▸ **Parts of the exercise**
1: In the pull request description on restoring dropped term-info fields, which setting turns the blocking commit back on for SOLR cache writes?
2: Continue the pull request description on restoring dropped term-info fields, starting after its final sentence.

▸ **Selected passage**
Restore dropped term-info fields; harden License + heavy-term paths#50
Conversation
term_info_parse_object dropped three reference-bearing fields that the panel renders today, so the VFBquery term-info path showed less than the legacy SOLR-field path: - def_pubs (class definition references) were never read. The legacy processor appends them inline to the definition (VFBProcessTermInfoCachedJson.java:937); restored the same way, as microref links on Meta.Description (not a separate Publications entry, so the rendered panel is identical and no new section is introduced). - pub_syn synonyms were gated Class-only, dropping Individual synonyms. Each synonym already carries its own publication inline, matching the legacy 'synonym (microref)' render; only the Class gate is removed. - pub_specific_content was gated on the SuperType "Publication" but the SOLR marker is the lowercase "pub", so pub title/PubMed/DOI/FlyBase never surfaced. Also harden two operational paths: - solr_result_cache.cache_result issued a blocking commit=true write. On a wedged IndexWriter a cold-miss term (e.g. a License individual, never pre-warmed by owlery-cache-reload) stalled the ha_api worker and the request surfaced as HTTP 503. Default to a soft commit (autoSoftCommit handles visibility); override with VFBQUERY_SOLR_WRITE_COMMIT=true. - fill_query_results re-ran each query at limit=-1 purely to length-check the result, even when the preview was not saturated. Skip the full re-run when the preview returned fewer rows than its cap. Add test_term_info_parity covering the three field gaps plus a License smoke test.

▸ **Data**
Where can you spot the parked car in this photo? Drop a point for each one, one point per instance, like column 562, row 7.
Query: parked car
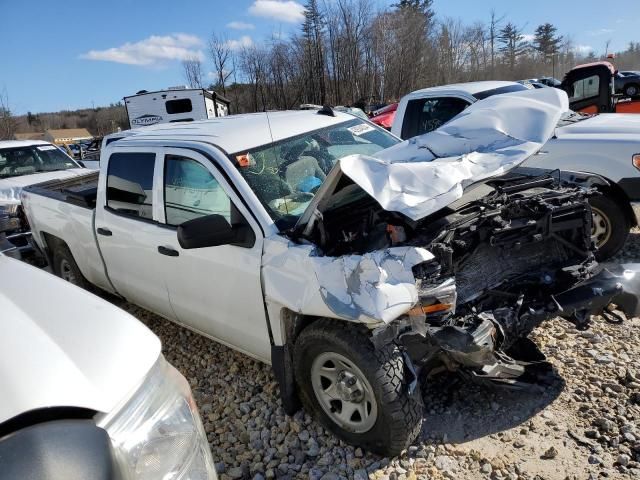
column 351, row 262
column 606, row 145
column 22, row 163
column 590, row 88
column 627, row 83
column 86, row 392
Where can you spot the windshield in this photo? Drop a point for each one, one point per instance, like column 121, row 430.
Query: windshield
column 285, row 175
column 570, row 117
column 15, row 162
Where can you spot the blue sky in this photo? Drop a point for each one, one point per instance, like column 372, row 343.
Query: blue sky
column 71, row 54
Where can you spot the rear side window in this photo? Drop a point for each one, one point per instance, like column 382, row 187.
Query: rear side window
column 182, row 105
column 130, row 184
column 426, row 114
column 190, row 191
column 586, row 88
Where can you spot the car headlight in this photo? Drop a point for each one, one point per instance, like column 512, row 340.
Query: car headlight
column 9, row 218
column 157, row 434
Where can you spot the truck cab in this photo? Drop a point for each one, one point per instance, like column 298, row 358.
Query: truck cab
column 591, row 89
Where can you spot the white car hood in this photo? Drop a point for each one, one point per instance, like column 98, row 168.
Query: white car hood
column 10, row 188
column 424, row 174
column 605, row 123
column 67, row 347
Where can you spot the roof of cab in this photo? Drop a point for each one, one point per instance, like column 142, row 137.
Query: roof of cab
column 470, row 88
column 21, row 143
column 236, row 133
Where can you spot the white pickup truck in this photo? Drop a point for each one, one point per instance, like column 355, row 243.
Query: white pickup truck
column 607, row 145
column 353, row 263
column 86, row 392
column 23, row 163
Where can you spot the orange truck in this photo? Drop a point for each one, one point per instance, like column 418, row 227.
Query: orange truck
column 591, row 90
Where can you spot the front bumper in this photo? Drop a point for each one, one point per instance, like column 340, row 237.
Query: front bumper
column 479, row 351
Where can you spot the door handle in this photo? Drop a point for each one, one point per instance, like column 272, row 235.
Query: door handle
column 169, row 252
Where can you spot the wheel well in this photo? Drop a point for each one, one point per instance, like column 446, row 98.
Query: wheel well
column 51, row 243
column 617, row 194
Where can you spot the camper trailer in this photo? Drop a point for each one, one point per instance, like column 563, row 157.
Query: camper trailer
column 176, row 104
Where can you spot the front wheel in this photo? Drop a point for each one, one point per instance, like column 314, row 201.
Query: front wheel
column 609, row 226
column 65, row 266
column 355, row 390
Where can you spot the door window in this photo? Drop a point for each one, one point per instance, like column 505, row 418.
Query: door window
column 426, row 114
column 130, row 184
column 586, row 88
column 191, row 191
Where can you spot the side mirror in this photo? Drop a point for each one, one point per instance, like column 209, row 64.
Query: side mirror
column 212, row 231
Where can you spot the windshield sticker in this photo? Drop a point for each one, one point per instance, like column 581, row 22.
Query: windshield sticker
column 148, row 119
column 361, row 129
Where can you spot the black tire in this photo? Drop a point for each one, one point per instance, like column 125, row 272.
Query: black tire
column 618, row 221
column 66, row 267
column 632, row 90
column 399, row 414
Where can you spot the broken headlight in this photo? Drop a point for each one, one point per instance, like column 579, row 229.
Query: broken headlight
column 158, row 433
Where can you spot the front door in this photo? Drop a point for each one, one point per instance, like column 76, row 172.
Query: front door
column 214, row 290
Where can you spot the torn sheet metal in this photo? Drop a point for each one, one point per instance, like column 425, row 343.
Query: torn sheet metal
column 420, row 176
column 371, row 288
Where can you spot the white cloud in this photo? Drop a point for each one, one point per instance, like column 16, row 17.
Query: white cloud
column 243, row 42
column 582, row 49
column 284, row 10
column 241, row 25
column 151, row 51
column 601, row 31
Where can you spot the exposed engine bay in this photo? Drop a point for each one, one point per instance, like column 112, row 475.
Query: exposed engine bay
column 513, row 252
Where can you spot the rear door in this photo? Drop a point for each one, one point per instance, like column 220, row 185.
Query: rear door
column 214, row 290
column 127, row 229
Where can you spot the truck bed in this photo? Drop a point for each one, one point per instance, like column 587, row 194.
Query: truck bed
column 80, row 191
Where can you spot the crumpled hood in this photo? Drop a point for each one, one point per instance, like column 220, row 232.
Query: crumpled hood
column 425, row 174
column 10, row 188
column 605, row 123
column 68, row 348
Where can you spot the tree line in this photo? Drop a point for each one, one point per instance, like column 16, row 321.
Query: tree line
column 348, row 52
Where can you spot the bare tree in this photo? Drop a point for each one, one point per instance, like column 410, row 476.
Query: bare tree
column 7, row 121
column 192, row 69
column 222, row 57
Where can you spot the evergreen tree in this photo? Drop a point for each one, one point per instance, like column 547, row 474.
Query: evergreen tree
column 422, row 6
column 546, row 41
column 313, row 33
column 512, row 45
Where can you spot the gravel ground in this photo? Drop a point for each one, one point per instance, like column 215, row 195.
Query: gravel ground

▸ **Expected results**
1: VFBQUERY_SOLR_WRITE_COMMIT=true

2:
Field-coverage sweep against the legacy processor (VFBProcessTermInfoCachedJson.java) found term_info_parse_object also drops sections the panel renders today: - xrefs (external DB cross-references) were dropped entirely — e.g. medulla's Insect Brain DB link and gene FlyBase links. Now emitted as a structured Xrefs list (site label, accession, external link, icon). - related_individuals (present on most FBbt classes) were dropped. Now emitted as Meta.RelatedIndividuals, grouped like relationships. - targeting_splits / target_neurons are wired (TargetingSplits/TargetingNeurons) to match the legacy model; unpopulated in current SOLR data so a no-op today, but no longer at risk of being silently dropped. Declare the new fields on TermInfoOutputSchema so .load keeps them. images, downloads and queries are already covered: image/example/domain records carry the nrrd/obj/wlz/swc URLs and template voxel/extent/centre, so downloads are recreatable client-side. Extend test_term_info_parity with xref (anatomy + gene) and related_individuals cases.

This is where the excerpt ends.